*EXERCISE BRIEF:*
Could you repeat all of the entries exactly, leaving out any pictures?

Free-text object descriptions
:::

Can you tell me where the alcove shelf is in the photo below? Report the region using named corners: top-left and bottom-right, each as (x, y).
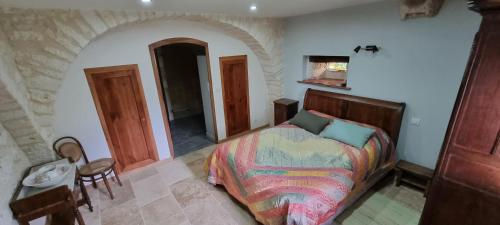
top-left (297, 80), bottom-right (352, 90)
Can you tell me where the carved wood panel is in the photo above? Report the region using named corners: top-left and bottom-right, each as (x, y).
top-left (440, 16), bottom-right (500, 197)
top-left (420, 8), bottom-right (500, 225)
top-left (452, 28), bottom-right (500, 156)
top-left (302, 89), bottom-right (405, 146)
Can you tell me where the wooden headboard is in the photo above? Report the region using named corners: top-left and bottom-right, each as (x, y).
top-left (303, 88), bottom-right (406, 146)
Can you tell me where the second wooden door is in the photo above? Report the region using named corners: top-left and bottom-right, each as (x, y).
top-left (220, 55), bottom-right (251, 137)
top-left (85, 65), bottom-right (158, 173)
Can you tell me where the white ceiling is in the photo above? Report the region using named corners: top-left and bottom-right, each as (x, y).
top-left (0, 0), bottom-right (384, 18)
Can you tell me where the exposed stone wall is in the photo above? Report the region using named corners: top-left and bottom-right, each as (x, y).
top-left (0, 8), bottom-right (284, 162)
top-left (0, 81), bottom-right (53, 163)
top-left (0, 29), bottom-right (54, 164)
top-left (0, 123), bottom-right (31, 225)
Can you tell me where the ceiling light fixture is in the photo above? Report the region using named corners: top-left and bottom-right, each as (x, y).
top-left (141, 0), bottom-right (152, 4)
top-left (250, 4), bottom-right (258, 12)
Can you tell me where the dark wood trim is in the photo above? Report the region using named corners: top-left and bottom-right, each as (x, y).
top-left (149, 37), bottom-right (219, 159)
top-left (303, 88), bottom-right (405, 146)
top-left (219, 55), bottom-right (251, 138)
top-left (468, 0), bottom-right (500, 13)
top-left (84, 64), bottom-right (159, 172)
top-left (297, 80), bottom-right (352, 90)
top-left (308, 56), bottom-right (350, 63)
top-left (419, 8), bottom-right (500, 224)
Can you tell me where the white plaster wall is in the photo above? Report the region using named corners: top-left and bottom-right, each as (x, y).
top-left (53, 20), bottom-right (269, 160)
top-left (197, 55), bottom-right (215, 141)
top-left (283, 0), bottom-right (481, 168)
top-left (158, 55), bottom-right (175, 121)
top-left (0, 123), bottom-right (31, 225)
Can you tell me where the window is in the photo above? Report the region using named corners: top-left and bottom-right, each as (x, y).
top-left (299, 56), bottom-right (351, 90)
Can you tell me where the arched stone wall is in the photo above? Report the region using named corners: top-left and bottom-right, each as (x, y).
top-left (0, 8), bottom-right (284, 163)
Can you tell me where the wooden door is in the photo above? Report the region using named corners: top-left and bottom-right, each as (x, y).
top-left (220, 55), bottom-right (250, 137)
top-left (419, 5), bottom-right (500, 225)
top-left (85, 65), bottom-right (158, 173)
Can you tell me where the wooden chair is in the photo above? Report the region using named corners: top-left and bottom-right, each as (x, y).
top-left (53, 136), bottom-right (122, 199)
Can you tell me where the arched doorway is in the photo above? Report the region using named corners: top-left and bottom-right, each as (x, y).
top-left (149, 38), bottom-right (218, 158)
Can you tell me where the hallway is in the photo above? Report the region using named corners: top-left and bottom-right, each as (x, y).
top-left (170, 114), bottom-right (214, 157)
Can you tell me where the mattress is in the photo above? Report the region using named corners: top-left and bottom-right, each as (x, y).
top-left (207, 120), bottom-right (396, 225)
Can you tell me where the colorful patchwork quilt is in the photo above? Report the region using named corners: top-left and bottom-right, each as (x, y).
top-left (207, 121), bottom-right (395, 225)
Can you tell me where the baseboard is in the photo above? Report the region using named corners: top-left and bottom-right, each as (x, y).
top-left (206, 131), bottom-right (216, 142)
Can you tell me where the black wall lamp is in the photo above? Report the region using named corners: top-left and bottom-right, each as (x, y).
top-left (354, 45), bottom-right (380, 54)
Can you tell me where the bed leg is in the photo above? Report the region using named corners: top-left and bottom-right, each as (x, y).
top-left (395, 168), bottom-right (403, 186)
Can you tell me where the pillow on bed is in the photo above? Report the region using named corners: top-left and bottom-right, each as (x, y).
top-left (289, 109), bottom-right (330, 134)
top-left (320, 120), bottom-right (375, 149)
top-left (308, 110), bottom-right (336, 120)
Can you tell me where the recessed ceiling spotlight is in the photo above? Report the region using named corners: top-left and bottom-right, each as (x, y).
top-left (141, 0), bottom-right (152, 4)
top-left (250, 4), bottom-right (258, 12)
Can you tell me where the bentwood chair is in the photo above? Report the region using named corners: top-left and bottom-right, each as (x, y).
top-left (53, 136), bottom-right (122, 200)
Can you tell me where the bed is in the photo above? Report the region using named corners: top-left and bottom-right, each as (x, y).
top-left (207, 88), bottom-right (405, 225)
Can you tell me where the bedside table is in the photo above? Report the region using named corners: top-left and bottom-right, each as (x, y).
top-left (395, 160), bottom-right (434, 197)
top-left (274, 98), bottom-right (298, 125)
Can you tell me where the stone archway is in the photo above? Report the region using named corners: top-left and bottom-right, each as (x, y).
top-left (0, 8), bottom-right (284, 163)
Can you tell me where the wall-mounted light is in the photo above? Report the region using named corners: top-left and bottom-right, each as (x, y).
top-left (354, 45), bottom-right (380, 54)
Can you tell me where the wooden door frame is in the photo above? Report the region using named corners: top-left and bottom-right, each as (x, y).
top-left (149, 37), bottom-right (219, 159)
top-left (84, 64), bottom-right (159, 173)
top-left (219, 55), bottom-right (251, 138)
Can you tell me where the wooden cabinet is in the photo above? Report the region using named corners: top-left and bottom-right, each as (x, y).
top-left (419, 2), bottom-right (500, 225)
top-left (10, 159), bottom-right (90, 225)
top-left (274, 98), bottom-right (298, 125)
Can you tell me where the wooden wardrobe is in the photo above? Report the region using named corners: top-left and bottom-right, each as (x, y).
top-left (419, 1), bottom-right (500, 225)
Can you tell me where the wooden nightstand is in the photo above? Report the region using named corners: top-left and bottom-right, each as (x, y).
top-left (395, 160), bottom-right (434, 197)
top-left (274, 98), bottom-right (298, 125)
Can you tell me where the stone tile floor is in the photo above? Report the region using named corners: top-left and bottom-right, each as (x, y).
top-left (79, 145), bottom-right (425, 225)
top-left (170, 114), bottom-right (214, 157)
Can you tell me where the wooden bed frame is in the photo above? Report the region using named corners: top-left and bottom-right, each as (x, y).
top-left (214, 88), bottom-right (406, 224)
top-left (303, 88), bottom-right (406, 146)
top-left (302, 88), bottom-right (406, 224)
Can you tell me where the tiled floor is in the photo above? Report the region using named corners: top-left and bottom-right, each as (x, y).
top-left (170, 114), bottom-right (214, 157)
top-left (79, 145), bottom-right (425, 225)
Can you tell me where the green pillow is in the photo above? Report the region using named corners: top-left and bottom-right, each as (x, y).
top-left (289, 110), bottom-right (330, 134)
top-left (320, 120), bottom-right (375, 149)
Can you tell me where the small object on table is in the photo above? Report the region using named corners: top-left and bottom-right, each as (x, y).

:::

*YOUR SOLUTION:*
Can you tell me where the alcove shelf is in the photo below? Report the region using named corners: top-left and bottom-right, each as (x, y).
top-left (297, 80), bottom-right (352, 90)
Can you tell me where the carved wood panel is in the photo above? Report the region using named corners: top-left and bottom-right, each as (x, y).
top-left (440, 16), bottom-right (500, 197)
top-left (420, 8), bottom-right (500, 225)
top-left (452, 28), bottom-right (500, 156)
top-left (302, 89), bottom-right (405, 146)
Can you tell me where the wooden headboard is in the photo above? Report the region using named corners: top-left and bottom-right, each as (x, y).
top-left (303, 88), bottom-right (406, 146)
Can you tell me where the second wooden door is in the photo above? Report the region using named corners: top-left and bottom-right, each as (x, y).
top-left (220, 55), bottom-right (251, 137)
top-left (85, 65), bottom-right (158, 173)
Can you tell me where the white ceiling is in the photo above? Report the region using named corners: top-left and bottom-right, each as (x, y).
top-left (0, 0), bottom-right (384, 18)
Can you tell me where the exposed stone wall is in the photo above? Report the region using named corners: top-left and bottom-right, each as (x, y).
top-left (0, 8), bottom-right (284, 162)
top-left (0, 81), bottom-right (53, 163)
top-left (0, 29), bottom-right (54, 164)
top-left (0, 123), bottom-right (31, 225)
Can you tell me where the ceiling light fixture is in the photo above? Report the region using named corners: top-left and bottom-right, each as (x, y).
top-left (141, 0), bottom-right (152, 4)
top-left (250, 4), bottom-right (258, 12)
Can you tell me where the dark wood trim is in the photo above? Report the region using named corners: top-left and bottom-right, each as (x, y).
top-left (149, 37), bottom-right (219, 159)
top-left (303, 88), bottom-right (405, 146)
top-left (219, 55), bottom-right (251, 138)
top-left (468, 0), bottom-right (500, 13)
top-left (84, 64), bottom-right (159, 172)
top-left (297, 80), bottom-right (352, 90)
top-left (308, 56), bottom-right (350, 63)
top-left (419, 8), bottom-right (500, 224)
Can you tell me where the white plaster wall is in the photo above? Report the region using named corners: top-left and bottom-right, each as (x, y).
top-left (53, 20), bottom-right (269, 160)
top-left (197, 55), bottom-right (215, 141)
top-left (283, 0), bottom-right (481, 168)
top-left (158, 55), bottom-right (175, 121)
top-left (0, 123), bottom-right (31, 225)
Can you tell me where the window is in the photo above? Report the region using named corners: top-left and bottom-right, each as (x, y).
top-left (299, 56), bottom-right (351, 90)
Can you tell me where the arched stone wall is in the photo above? Report the region using named corners: top-left and bottom-right, each as (x, y).
top-left (0, 8), bottom-right (284, 163)
Can you tell me where the wooden door is in the photo above? Report the region using named corners: top-left and bottom-right, each as (x, y).
top-left (220, 55), bottom-right (250, 137)
top-left (419, 5), bottom-right (500, 225)
top-left (85, 65), bottom-right (158, 173)
Can you tell me where the wooden chair is in the photo above? Report the region using named corners: top-left and bottom-right, each as (x, y).
top-left (53, 136), bottom-right (122, 199)
Can you tell me where the arched doorway is in the photo above? Report the region using named corners: top-left and bottom-right, each as (x, y).
top-left (149, 38), bottom-right (218, 158)
Can you tell me where the hallway is in the photo above? Report the region using named corners: top-left and bottom-right, each as (x, y).
top-left (170, 114), bottom-right (214, 157)
Can you tell me where the mattress is in the photo above? Report the region using named corners: top-left and bottom-right, each as (x, y).
top-left (207, 120), bottom-right (396, 225)
Can you tell me where the colorful patchwork quilt is in the photo above? Report the region using named corners: top-left and bottom-right, each as (x, y).
top-left (207, 121), bottom-right (395, 225)
Can you tell me where the baseboard is in the photo above? Report the region using named corners: top-left and bottom-right, each as (x, y).
top-left (206, 131), bottom-right (216, 142)
Can you tell me where the black wall lamp is in the photo above? Report the region using named corners: top-left and bottom-right, each as (x, y).
top-left (354, 45), bottom-right (380, 54)
Can you tell me where the bed leg is in the photo above? Report the region using named corners: top-left and bottom-right, each as (x, y).
top-left (395, 168), bottom-right (403, 186)
Can you tell me where the pillow on bed is in the photo above? Report the region using named corners: top-left and bottom-right, each as (x, y).
top-left (289, 109), bottom-right (330, 134)
top-left (320, 120), bottom-right (375, 149)
top-left (308, 110), bottom-right (336, 120)
Can you tell me where the recessed ceiling spotlight is in the photo above? Report the region using named corners: top-left and bottom-right, each as (x, y).
top-left (141, 0), bottom-right (152, 4)
top-left (250, 4), bottom-right (258, 12)
Can you tell me where the bentwood chair is in the photo above? Report the region using named corners: top-left and bottom-right, each as (x, y).
top-left (53, 136), bottom-right (122, 200)
Can you tell me where the bed is in the photo above? Report the region using named corners: top-left and bottom-right, each as (x, y).
top-left (207, 88), bottom-right (405, 225)
Can you tell me where the bedside table is in the photo above? Report the region using named corners: top-left and bottom-right, each as (x, y).
top-left (395, 160), bottom-right (434, 197)
top-left (274, 98), bottom-right (298, 125)
Can you tell me where the stone archway is in the photo above? Report the region using named corners: top-left and bottom-right, each as (x, y).
top-left (0, 8), bottom-right (284, 163)
Can you tell me where the wall-mounted light is in the photo above? Report the region using named corners: top-left and bottom-right, each as (x, y).
top-left (354, 45), bottom-right (380, 54)
Can you tell me where the wooden door frame is in the photo above? Report the region using named corners: top-left and bottom-right, each as (x, y).
top-left (149, 37), bottom-right (219, 159)
top-left (84, 64), bottom-right (159, 173)
top-left (219, 55), bottom-right (251, 138)
Can you tell me where the wooden cabinet is in the photo above? Report the region using named corners: top-left and bottom-right, each as (x, y).
top-left (419, 2), bottom-right (500, 225)
top-left (10, 159), bottom-right (90, 225)
top-left (274, 98), bottom-right (298, 125)
Can you tell me where the wooden wardrobe is in the photo above? Report the region using named corners: top-left and bottom-right, each as (x, y).
top-left (419, 1), bottom-right (500, 225)
Can you tell me where the wooden nightstand is in the photo above? Report the region using named corners: top-left and bottom-right, each as (x, y).
top-left (395, 160), bottom-right (434, 197)
top-left (274, 98), bottom-right (298, 125)
Can you tell me where the stone tile floor is in the photo above? Report the region using named corners: top-left and bottom-right, each as (x, y).
top-left (79, 145), bottom-right (425, 225)
top-left (170, 114), bottom-right (214, 157)
Can you tell me where the wooden bed frame is in the photo above? Report the region using named corners: top-left and bottom-right, each as (x, y).
top-left (214, 88), bottom-right (406, 224)
top-left (303, 88), bottom-right (406, 146)
top-left (302, 88), bottom-right (406, 224)
Can you tell me where the tiled floor is in the photo above? Report the region using named corners: top-left and bottom-right, each as (x, y).
top-left (170, 114), bottom-right (214, 157)
top-left (79, 145), bottom-right (425, 225)
Can you tell me where the green pillow is in the photo above? Report the region using named corners: top-left and bottom-right, each as (x, y).
top-left (289, 110), bottom-right (330, 134)
top-left (320, 120), bottom-right (375, 149)
Can you tell me where the small object on table is in the photo above? Report the region using named corners: top-left and bottom-right, each as (x, y).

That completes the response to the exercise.